Materials provided:
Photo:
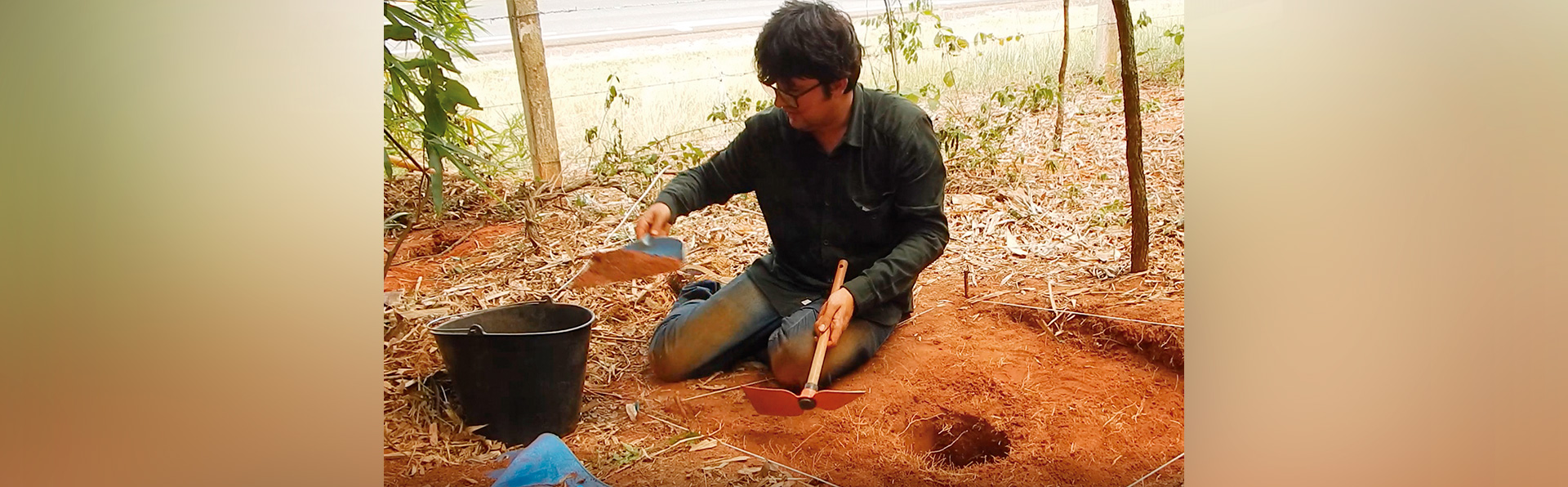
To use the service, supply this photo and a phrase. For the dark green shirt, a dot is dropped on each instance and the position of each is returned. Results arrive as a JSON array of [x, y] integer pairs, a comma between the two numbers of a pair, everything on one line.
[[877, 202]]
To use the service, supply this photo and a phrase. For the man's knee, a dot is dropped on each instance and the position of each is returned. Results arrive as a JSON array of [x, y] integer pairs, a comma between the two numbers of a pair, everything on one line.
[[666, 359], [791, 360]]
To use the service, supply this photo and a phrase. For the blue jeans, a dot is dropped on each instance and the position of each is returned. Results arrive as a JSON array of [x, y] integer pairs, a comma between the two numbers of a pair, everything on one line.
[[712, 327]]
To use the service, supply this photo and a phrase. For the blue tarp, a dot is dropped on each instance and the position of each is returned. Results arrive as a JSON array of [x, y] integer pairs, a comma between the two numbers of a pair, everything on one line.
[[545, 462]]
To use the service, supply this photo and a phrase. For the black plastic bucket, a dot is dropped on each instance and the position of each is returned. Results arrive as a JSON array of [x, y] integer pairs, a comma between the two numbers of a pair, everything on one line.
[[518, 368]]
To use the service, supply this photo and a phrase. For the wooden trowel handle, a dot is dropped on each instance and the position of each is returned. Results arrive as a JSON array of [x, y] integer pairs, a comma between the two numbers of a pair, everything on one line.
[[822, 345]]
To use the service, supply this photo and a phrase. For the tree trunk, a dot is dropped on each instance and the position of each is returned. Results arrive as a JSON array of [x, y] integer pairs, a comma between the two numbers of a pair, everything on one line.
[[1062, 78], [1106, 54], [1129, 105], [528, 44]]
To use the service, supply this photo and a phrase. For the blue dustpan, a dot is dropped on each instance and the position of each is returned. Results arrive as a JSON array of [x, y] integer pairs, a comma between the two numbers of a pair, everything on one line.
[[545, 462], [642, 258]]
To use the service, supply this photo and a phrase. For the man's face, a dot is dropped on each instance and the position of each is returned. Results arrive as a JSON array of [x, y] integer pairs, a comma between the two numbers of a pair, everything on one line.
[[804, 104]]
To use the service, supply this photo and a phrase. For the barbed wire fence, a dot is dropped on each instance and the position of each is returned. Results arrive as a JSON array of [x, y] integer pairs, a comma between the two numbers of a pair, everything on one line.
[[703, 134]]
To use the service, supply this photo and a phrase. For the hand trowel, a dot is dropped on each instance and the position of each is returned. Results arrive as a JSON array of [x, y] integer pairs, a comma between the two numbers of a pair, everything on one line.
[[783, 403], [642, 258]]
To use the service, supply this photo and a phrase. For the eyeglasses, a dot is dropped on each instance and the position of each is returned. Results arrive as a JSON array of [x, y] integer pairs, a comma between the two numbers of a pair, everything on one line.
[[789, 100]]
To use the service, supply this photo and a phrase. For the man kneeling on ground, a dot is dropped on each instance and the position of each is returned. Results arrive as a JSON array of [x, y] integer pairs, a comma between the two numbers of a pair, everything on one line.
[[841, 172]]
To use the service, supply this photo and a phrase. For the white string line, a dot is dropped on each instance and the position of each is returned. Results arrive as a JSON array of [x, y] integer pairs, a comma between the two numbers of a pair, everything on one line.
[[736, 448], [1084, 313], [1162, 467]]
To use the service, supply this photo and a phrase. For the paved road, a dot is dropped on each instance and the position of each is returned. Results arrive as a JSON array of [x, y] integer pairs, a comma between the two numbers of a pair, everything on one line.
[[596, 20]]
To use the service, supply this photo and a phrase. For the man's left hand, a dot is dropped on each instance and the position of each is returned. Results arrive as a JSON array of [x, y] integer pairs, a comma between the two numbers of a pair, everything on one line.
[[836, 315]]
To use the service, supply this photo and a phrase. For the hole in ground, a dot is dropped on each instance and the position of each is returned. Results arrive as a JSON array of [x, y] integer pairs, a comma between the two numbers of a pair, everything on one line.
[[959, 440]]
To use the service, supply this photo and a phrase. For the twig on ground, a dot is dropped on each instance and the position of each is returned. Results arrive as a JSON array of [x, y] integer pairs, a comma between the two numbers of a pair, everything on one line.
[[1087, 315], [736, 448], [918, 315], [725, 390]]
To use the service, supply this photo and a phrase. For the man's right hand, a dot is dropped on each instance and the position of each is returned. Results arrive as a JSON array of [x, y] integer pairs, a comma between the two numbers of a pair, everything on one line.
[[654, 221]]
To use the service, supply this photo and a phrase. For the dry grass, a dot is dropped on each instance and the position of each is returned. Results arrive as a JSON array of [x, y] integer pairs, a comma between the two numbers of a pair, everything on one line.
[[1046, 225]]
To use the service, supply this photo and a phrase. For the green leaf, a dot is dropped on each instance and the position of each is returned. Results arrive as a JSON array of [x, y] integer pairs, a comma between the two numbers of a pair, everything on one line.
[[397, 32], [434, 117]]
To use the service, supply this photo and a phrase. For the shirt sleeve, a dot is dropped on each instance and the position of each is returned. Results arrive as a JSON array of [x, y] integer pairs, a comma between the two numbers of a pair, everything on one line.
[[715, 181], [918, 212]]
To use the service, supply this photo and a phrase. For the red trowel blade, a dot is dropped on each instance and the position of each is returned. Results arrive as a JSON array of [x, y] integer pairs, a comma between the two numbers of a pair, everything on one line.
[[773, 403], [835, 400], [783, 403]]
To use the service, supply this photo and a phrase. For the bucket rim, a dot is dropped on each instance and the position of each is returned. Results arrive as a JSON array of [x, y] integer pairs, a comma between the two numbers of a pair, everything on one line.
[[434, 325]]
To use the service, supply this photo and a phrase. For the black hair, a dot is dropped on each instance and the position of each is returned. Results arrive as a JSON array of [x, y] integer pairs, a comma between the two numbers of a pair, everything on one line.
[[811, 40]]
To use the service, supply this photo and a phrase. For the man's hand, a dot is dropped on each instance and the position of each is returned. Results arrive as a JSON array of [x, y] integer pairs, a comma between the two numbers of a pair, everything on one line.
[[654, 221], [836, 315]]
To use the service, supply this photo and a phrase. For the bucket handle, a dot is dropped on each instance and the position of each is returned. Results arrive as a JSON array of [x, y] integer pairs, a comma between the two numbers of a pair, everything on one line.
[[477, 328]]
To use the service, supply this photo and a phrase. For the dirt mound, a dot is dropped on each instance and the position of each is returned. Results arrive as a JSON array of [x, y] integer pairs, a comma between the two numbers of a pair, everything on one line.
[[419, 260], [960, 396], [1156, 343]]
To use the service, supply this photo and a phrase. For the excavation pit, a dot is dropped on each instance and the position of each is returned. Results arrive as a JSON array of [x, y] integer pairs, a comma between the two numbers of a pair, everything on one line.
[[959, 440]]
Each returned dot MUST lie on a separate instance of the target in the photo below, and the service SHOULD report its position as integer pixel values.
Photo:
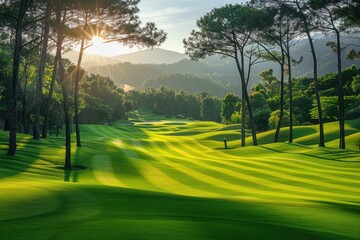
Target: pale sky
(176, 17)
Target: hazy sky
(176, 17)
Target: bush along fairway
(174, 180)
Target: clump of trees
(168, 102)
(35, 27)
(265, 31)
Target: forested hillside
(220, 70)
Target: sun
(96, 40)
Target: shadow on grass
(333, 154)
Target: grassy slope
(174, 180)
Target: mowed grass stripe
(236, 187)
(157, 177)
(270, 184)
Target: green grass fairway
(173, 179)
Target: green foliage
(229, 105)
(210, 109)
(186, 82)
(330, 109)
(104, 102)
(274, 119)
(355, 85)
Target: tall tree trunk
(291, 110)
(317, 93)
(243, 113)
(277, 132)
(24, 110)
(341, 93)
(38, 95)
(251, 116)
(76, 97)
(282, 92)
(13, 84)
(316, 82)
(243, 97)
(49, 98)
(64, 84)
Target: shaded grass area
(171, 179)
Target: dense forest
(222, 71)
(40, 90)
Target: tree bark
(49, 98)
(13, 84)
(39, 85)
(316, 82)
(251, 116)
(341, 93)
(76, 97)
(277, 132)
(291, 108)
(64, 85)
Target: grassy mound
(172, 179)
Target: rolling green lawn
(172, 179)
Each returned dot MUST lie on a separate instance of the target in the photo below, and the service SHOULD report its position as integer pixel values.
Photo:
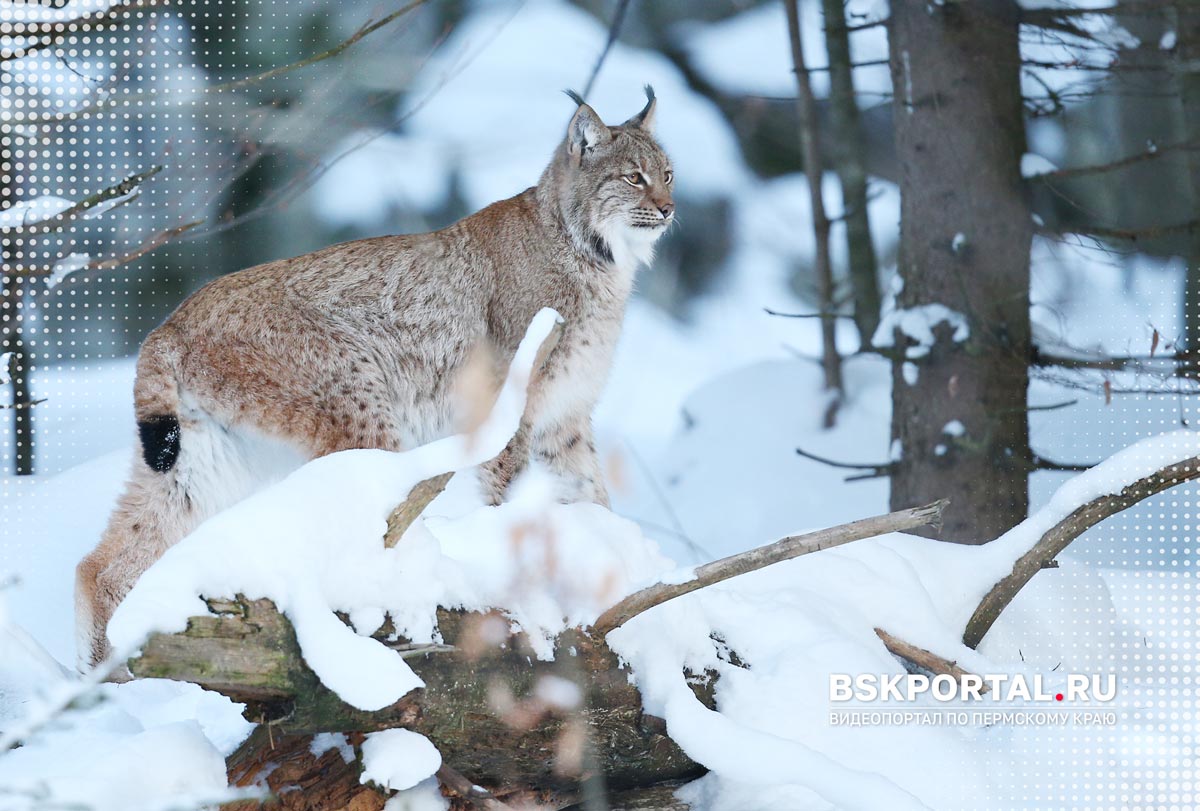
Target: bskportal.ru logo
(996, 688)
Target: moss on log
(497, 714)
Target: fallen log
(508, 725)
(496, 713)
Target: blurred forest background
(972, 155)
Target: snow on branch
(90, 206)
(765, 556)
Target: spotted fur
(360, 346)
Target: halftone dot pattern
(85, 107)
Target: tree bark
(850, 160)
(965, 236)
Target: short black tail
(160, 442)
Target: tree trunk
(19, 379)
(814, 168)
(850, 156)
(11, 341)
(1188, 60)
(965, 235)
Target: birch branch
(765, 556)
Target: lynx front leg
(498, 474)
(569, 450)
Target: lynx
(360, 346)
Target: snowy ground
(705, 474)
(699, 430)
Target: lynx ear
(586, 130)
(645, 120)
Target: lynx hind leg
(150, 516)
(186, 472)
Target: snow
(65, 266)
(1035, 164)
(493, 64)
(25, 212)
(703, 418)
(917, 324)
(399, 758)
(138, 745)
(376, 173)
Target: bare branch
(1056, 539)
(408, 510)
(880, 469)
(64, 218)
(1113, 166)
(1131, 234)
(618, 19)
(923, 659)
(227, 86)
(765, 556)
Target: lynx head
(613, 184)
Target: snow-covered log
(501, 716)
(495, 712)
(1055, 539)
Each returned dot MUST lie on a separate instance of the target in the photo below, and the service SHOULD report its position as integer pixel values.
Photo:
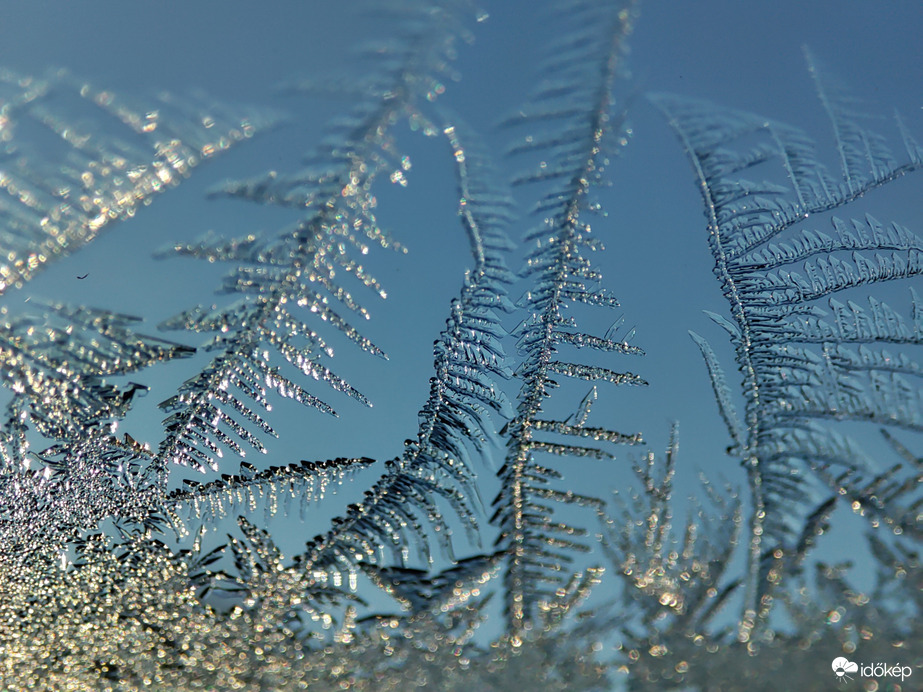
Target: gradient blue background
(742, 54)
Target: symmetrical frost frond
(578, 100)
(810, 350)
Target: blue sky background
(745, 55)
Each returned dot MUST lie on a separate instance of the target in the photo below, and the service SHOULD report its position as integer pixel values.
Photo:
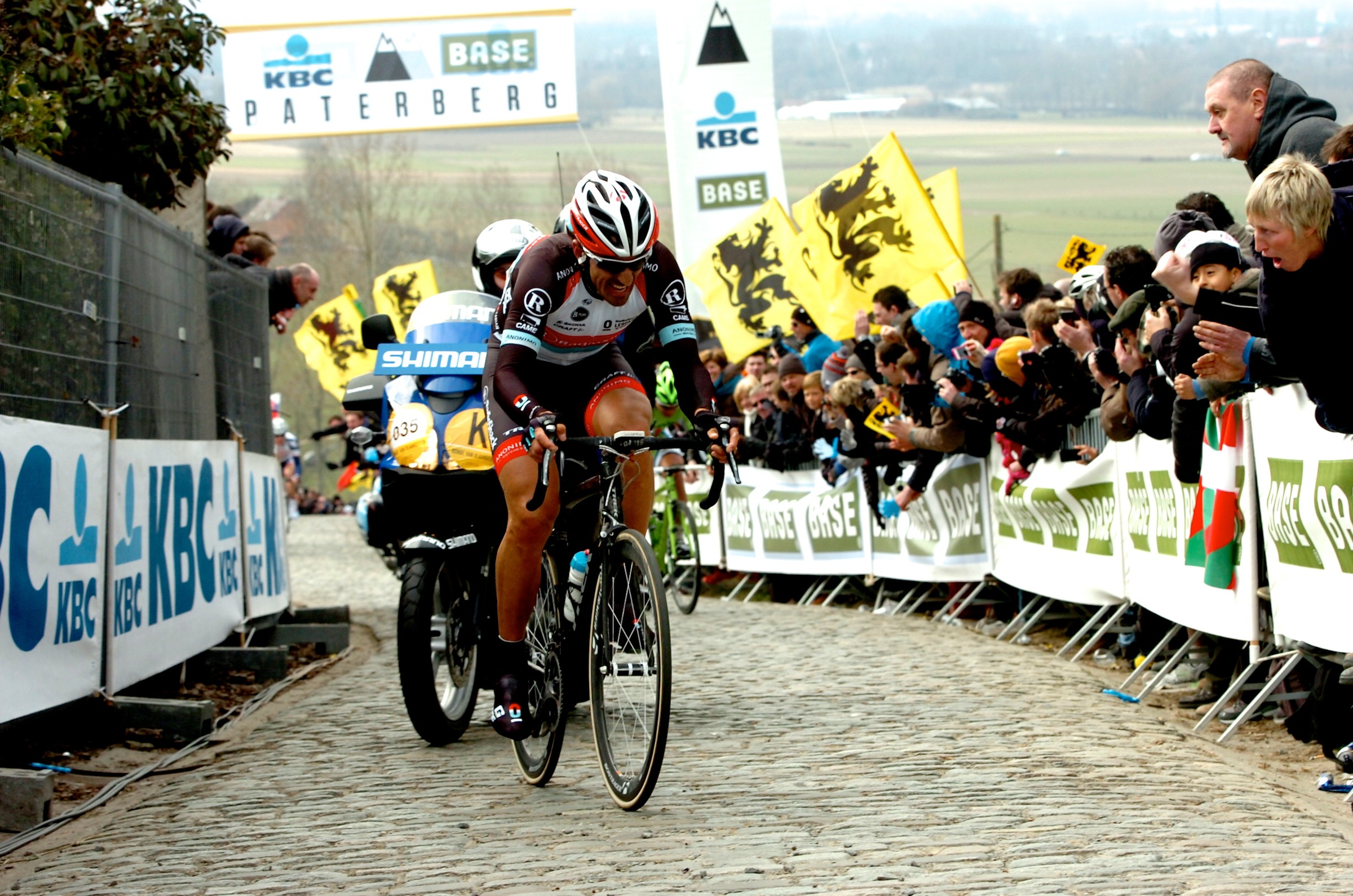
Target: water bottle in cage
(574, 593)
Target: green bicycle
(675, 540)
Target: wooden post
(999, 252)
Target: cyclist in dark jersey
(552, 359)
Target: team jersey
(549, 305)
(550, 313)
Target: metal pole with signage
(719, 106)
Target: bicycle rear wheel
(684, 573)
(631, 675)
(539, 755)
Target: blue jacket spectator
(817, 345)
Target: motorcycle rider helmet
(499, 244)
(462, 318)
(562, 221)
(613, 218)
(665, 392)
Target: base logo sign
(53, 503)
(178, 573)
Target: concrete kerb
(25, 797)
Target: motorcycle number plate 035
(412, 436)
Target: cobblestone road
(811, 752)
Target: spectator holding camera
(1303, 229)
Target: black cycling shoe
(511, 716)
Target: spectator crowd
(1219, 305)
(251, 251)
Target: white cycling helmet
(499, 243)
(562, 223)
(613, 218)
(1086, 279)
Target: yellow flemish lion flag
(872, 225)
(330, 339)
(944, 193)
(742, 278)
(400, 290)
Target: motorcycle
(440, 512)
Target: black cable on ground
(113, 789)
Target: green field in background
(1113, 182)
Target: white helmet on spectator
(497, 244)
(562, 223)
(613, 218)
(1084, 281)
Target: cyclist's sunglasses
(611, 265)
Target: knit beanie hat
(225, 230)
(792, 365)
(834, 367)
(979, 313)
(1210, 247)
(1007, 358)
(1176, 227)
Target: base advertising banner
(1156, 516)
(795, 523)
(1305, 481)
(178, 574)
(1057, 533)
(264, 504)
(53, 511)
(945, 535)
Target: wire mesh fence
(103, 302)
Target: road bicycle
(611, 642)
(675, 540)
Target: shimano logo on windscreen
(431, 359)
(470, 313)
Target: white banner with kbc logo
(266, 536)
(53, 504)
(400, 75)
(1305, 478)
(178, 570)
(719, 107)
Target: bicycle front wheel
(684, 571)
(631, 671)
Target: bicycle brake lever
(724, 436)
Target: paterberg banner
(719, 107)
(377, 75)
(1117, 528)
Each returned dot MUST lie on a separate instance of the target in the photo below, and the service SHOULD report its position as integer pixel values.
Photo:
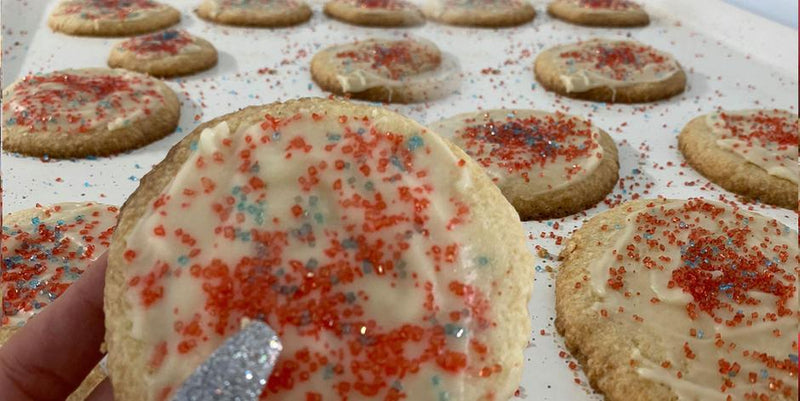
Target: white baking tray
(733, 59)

To be done: Rewrite the data from the line containing "blue dustpan, a" up to and including the line containing "[[804, 104]]", keeping every line. Add -99 to each point coordinate in the answers.

Result of the exercise:
To use the service, supply this photo and a phrase. For the blue dustpan, a dot is dropped on each instance and the position of each is returned. Results arrive as a JSON array of [x, y] integer pairs, a comma between the two numbers of a pair, everything on one line.
[[446, 363], [543, 159]]
To use the service, supply this photo and a phrase. For the man's face, a dot is dropped on each instance and the position of each is returned. Results arrive as a JSON array of [x, y] integer pairs, a comma between the two numbers of a pair, everything on one line.
[[705, 5]]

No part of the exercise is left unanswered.